● **Work order**:
Copy out the lines from the start of the data through the line holding "positive clicks: (527, 175)", inclusive, with no changes. Leave the pictures out of your answer.

● **Data drawn from a collection**:
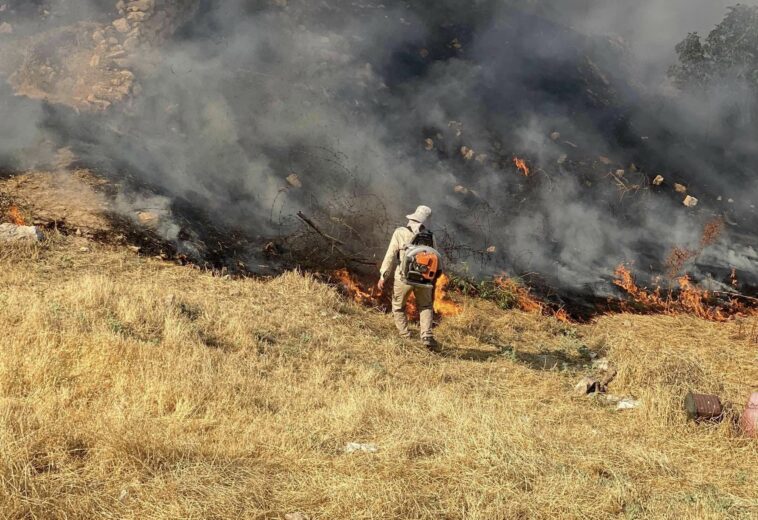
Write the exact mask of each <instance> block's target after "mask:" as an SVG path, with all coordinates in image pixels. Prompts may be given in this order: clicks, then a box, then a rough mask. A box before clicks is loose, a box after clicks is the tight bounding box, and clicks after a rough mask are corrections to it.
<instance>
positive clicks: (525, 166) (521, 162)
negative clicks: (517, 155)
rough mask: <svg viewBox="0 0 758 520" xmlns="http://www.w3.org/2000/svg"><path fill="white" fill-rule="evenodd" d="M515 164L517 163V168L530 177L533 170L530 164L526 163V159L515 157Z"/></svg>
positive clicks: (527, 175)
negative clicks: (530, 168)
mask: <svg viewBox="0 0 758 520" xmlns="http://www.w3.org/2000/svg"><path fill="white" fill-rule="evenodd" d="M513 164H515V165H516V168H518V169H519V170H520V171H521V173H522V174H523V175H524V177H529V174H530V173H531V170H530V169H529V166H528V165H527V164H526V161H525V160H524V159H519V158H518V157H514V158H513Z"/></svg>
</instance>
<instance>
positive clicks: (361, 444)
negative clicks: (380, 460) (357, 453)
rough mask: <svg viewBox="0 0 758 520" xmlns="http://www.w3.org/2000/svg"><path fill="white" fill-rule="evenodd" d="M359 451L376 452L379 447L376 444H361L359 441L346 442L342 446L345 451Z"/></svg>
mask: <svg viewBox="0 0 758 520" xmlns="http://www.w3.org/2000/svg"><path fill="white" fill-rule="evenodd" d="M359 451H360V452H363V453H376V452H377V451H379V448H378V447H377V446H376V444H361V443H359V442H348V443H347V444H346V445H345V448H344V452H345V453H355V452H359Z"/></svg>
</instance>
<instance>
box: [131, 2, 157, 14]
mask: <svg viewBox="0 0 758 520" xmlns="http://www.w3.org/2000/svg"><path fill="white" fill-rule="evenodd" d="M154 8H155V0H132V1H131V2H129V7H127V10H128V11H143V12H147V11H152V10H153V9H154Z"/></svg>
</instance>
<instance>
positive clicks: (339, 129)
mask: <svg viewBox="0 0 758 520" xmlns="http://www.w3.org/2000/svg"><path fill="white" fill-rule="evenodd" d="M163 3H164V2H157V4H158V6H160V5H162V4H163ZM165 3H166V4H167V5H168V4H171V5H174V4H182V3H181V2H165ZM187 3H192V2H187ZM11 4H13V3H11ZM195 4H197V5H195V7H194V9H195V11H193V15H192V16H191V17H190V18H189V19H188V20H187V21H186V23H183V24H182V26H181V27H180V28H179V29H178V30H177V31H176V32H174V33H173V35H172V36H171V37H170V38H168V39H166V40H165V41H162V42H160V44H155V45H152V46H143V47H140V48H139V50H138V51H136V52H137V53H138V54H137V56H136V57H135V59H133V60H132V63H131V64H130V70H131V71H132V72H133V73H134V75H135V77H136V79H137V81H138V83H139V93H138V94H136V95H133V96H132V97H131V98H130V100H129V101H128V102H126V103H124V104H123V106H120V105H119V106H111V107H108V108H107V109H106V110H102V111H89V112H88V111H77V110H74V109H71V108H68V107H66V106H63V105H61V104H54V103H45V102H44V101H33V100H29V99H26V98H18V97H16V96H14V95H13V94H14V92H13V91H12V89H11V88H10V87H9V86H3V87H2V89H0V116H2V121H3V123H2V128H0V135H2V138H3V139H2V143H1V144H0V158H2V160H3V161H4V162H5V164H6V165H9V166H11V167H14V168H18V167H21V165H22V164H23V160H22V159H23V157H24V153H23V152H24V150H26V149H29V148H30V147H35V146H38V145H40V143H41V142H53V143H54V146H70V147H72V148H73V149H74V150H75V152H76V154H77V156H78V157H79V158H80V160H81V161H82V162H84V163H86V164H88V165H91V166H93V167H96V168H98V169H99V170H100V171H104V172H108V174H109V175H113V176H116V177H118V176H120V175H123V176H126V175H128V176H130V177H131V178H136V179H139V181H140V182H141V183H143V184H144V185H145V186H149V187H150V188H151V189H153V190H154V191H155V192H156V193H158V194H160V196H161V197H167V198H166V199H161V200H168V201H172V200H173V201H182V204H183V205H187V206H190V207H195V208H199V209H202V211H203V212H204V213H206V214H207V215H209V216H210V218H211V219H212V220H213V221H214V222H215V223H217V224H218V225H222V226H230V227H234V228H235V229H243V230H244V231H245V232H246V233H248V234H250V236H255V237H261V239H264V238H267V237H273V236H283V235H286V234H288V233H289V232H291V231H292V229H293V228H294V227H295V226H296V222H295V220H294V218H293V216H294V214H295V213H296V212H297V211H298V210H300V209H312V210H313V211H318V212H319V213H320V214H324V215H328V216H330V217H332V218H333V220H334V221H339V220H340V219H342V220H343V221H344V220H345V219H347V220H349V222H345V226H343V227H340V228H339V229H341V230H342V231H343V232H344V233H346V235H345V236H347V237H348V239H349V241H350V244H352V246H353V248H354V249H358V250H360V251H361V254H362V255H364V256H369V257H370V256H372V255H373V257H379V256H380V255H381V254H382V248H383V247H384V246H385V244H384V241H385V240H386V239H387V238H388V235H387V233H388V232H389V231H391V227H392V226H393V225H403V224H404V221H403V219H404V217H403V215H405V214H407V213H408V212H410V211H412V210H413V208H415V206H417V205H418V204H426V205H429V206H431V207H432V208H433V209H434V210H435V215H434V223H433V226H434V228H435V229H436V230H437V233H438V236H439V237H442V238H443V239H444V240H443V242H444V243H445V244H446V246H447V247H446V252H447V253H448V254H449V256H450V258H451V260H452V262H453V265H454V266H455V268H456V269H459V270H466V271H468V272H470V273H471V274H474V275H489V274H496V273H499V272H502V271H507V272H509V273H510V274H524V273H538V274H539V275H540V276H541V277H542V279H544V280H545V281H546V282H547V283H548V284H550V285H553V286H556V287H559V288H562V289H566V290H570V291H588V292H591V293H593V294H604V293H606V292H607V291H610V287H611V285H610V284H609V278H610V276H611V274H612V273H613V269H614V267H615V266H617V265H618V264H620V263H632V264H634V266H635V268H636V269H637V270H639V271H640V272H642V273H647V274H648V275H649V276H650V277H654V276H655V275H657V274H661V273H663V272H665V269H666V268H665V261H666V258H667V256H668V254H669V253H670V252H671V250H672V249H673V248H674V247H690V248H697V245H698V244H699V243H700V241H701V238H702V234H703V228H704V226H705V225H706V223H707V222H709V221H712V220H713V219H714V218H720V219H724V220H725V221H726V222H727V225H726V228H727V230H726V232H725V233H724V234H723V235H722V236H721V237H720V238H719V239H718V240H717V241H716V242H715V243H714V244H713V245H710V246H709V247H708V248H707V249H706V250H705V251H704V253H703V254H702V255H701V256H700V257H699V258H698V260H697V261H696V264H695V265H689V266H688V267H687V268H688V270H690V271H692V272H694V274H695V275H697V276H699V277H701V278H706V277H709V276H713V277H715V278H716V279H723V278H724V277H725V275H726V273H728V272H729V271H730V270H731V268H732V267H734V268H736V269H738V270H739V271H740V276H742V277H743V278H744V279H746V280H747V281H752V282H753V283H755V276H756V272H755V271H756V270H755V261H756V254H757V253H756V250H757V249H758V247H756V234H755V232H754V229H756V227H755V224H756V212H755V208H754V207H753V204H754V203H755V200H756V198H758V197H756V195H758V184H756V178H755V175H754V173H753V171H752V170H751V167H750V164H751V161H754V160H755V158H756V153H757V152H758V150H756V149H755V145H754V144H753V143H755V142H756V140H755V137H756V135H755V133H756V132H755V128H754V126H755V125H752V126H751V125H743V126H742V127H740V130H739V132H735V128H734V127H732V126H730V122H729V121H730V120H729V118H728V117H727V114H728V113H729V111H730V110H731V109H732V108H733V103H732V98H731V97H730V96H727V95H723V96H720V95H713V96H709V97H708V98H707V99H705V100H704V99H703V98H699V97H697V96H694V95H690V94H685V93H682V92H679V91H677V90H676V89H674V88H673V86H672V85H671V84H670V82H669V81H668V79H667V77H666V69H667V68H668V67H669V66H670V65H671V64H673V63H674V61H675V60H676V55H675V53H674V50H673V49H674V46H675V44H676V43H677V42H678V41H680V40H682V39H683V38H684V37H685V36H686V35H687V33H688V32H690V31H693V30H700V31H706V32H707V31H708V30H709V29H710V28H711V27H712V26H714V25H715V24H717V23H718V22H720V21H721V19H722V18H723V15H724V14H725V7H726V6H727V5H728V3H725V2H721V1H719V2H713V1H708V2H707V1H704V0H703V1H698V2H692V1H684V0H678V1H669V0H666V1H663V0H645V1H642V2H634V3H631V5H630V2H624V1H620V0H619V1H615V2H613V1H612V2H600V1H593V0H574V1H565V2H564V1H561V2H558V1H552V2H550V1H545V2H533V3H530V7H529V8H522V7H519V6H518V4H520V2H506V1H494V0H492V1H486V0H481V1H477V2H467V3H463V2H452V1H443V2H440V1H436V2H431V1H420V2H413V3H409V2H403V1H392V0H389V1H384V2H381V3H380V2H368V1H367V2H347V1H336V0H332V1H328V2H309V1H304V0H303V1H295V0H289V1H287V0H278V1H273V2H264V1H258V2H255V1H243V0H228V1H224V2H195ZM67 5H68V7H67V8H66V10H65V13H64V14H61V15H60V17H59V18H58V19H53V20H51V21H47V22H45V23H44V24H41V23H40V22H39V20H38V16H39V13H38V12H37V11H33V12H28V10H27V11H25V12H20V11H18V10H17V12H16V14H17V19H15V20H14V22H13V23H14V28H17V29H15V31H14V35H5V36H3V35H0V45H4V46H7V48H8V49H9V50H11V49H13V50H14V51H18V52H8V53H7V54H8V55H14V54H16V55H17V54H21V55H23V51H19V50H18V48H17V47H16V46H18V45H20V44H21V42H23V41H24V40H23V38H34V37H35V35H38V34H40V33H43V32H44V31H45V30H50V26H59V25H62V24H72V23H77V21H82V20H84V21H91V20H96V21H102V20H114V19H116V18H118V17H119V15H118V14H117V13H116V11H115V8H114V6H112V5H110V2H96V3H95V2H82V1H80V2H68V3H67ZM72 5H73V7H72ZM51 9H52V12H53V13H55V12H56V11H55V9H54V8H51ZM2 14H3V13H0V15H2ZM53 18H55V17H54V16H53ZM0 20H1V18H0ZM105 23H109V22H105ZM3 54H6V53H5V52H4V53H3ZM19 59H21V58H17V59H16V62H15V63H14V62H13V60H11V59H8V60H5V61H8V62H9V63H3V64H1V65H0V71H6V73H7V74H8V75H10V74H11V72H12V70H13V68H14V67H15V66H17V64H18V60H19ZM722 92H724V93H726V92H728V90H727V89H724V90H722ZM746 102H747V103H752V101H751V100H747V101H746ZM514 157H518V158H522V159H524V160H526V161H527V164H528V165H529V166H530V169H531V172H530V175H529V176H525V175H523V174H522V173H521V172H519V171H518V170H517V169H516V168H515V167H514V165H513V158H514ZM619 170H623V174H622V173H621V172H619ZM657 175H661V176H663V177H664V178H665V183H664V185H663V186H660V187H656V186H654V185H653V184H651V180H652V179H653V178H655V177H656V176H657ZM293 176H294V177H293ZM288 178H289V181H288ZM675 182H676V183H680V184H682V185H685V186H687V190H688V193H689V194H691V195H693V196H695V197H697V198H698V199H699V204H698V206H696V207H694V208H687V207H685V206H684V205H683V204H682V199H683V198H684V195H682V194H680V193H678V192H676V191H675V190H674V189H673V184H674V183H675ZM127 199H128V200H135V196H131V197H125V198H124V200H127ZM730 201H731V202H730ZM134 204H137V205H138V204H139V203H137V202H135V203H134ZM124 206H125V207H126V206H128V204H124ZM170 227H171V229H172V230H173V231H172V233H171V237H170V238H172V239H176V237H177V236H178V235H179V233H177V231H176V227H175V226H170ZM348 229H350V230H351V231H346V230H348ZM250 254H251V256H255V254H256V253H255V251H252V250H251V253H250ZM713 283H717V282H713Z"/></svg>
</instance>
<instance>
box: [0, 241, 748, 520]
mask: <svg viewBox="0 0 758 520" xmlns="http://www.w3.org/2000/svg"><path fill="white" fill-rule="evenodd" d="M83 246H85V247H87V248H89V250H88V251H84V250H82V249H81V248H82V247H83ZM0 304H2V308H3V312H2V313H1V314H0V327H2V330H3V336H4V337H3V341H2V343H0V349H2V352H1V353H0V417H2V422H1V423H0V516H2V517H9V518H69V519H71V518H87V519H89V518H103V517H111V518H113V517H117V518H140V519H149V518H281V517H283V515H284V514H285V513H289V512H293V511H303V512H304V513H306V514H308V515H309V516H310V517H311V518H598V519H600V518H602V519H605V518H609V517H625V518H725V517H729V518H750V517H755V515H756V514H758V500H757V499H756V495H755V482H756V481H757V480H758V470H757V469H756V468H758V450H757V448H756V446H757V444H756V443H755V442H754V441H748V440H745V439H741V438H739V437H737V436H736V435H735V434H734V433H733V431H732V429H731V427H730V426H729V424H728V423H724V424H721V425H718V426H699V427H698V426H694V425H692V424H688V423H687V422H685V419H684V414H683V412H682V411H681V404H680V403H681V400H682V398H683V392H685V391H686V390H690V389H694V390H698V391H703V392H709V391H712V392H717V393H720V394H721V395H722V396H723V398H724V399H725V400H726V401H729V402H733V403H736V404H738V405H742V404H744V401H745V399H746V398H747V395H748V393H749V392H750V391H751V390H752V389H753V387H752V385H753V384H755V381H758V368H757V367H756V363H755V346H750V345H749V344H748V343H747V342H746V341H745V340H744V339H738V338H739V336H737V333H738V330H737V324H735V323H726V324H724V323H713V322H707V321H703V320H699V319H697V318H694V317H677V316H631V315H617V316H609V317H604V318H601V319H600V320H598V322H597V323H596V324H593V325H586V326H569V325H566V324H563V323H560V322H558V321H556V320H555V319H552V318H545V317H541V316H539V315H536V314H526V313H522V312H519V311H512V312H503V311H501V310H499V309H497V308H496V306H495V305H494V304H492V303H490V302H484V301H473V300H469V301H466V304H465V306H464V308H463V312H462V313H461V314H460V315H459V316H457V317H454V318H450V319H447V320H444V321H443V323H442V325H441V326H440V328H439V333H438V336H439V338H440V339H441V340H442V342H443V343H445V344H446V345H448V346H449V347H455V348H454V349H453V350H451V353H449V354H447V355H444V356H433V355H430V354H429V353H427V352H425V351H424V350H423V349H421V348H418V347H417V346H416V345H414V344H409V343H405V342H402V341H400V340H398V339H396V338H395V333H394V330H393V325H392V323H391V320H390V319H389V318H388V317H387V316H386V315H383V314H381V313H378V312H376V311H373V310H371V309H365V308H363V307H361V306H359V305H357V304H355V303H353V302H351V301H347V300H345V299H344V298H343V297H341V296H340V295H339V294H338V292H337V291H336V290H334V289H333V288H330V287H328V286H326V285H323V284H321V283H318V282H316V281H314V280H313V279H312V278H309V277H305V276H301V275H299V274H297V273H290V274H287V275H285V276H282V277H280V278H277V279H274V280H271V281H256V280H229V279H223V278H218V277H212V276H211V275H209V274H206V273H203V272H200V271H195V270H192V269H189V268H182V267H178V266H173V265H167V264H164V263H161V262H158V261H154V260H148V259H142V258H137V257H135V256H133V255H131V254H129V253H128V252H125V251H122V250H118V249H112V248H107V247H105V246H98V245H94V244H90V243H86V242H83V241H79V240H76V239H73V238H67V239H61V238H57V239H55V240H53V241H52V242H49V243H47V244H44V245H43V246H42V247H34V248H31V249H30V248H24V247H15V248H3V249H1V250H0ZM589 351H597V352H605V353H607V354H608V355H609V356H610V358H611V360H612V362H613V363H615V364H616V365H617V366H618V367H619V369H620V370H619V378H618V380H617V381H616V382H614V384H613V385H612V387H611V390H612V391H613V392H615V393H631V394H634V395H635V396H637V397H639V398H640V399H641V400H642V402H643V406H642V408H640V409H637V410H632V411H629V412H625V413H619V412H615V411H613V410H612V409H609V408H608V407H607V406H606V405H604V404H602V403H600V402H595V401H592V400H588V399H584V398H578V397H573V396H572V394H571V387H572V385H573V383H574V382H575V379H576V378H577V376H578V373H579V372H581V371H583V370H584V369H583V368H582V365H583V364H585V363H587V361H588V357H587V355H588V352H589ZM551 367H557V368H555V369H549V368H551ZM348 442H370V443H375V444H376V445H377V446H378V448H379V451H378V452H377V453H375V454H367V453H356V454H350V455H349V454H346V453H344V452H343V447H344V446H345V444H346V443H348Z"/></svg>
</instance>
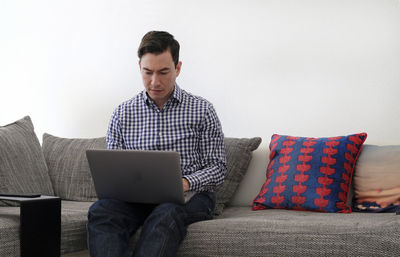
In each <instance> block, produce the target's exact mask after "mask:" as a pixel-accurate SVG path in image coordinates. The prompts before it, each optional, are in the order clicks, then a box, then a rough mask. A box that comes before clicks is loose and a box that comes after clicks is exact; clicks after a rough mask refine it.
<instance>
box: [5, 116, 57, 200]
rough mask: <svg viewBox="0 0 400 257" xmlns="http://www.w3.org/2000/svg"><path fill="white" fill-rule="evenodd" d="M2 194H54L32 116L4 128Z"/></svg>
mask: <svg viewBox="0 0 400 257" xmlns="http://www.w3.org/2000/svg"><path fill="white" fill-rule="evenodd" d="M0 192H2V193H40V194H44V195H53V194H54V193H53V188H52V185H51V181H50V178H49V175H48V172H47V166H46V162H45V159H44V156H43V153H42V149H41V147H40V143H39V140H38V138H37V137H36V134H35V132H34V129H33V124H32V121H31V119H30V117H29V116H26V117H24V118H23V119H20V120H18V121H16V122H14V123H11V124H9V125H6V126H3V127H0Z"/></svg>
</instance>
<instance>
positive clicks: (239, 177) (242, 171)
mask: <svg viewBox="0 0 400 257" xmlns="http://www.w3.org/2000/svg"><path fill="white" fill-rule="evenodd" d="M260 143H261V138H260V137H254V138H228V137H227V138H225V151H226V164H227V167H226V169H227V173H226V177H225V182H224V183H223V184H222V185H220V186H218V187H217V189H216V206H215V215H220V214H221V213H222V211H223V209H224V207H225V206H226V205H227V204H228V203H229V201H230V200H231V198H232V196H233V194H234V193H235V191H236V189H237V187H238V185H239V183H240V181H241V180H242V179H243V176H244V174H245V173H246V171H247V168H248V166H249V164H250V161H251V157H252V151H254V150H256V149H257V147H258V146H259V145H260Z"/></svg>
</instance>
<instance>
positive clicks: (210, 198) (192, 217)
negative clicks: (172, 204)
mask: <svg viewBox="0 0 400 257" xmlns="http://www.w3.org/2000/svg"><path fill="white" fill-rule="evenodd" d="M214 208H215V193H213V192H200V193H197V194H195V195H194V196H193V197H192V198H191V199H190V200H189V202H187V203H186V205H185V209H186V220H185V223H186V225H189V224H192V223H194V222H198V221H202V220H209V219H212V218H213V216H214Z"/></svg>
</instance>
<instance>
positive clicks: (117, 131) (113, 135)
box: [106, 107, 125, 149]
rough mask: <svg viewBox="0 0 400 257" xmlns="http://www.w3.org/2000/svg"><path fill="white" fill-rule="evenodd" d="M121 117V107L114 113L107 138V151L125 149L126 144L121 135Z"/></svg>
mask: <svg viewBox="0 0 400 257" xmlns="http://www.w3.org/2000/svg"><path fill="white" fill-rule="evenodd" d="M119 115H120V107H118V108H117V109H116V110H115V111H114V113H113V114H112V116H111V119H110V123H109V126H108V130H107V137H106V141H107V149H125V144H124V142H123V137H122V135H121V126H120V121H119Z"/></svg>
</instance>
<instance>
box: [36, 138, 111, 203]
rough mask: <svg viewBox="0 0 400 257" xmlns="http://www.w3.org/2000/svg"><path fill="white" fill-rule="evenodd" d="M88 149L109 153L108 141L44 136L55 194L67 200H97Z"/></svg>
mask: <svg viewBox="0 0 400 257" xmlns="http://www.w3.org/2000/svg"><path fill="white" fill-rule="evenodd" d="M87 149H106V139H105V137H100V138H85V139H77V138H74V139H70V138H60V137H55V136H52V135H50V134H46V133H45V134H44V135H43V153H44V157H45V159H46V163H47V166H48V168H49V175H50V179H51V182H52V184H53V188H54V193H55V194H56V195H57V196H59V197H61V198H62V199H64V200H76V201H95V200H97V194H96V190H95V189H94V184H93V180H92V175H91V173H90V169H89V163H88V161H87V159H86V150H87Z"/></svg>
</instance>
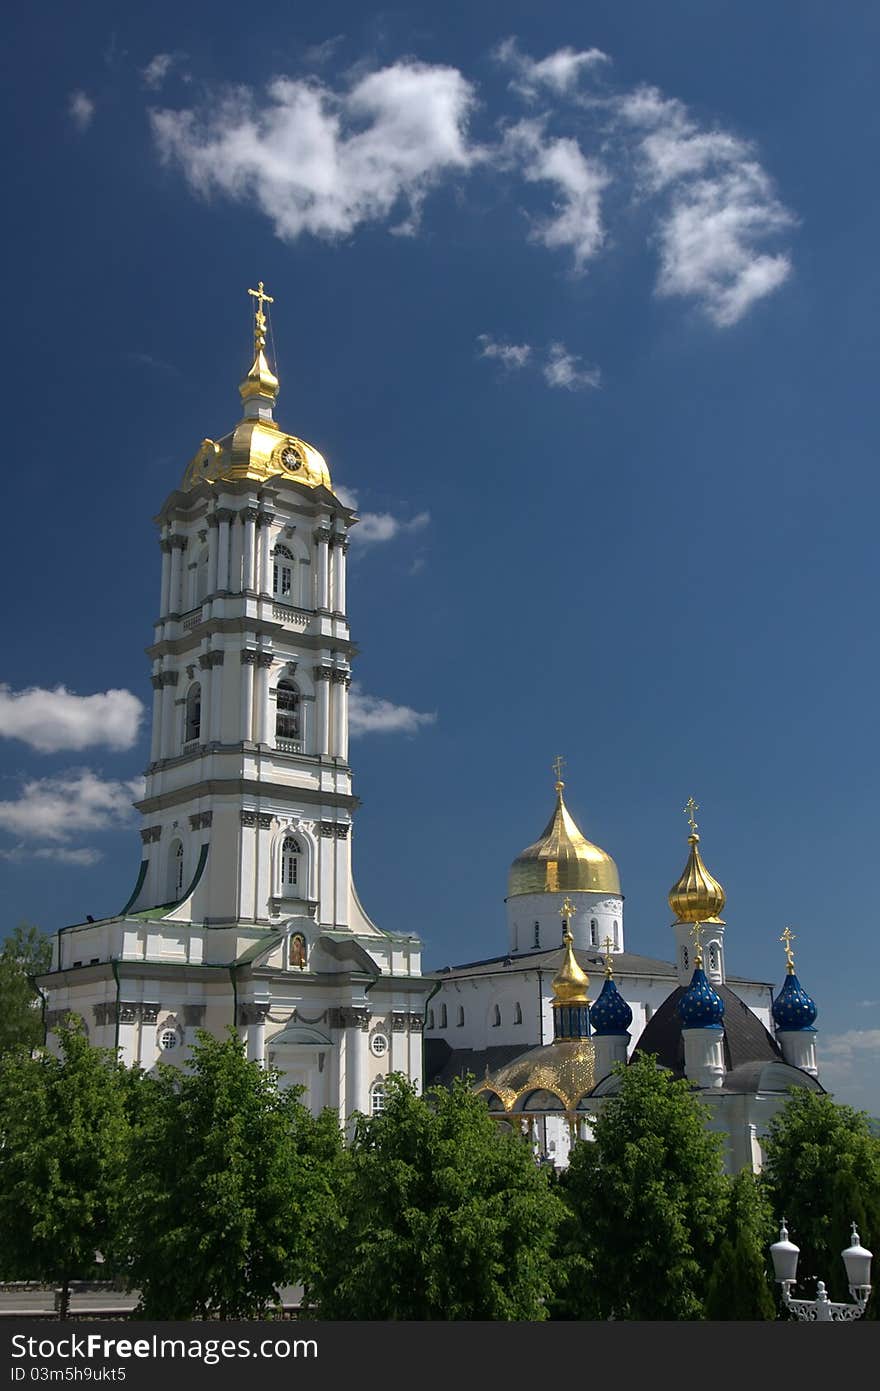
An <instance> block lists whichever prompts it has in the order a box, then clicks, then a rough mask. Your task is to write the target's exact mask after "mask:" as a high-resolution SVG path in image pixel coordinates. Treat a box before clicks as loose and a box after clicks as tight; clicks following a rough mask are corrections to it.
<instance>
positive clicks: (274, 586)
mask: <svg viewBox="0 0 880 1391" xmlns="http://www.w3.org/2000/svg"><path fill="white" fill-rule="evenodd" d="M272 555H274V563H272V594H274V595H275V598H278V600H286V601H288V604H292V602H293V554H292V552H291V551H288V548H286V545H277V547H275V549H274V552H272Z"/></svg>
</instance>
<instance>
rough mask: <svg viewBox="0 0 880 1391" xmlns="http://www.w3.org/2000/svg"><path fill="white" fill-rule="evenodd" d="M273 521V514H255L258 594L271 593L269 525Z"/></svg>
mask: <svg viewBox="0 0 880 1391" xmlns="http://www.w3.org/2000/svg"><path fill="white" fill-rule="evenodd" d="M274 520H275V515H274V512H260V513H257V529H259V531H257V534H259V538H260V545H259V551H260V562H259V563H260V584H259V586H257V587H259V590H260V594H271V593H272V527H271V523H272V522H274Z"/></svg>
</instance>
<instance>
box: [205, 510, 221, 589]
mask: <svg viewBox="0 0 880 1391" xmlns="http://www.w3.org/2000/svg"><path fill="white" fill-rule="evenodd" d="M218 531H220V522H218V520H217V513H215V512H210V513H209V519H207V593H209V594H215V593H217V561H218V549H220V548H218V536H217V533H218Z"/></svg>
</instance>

● **Answer box**:
Write the exact mask of each <instance> block's target after "mask:" as an SVG path, with all coordinates in image pixels. Prompts may be given in this order: clicks, then a box, then a rough mask. A box before clicks is loose, a box after clicks is the tight bounding box, and clicks after a rough mask are corrections to it.
<instance>
positive clicks: (525, 166) (521, 162)
negative clicks: (517, 155)
rough mask: <svg viewBox="0 0 758 520" xmlns="http://www.w3.org/2000/svg"><path fill="white" fill-rule="evenodd" d="M515 164L517 163V168L530 177L533 170L530 164L526 163V159L515 157Z"/></svg>
positive clicks: (527, 175)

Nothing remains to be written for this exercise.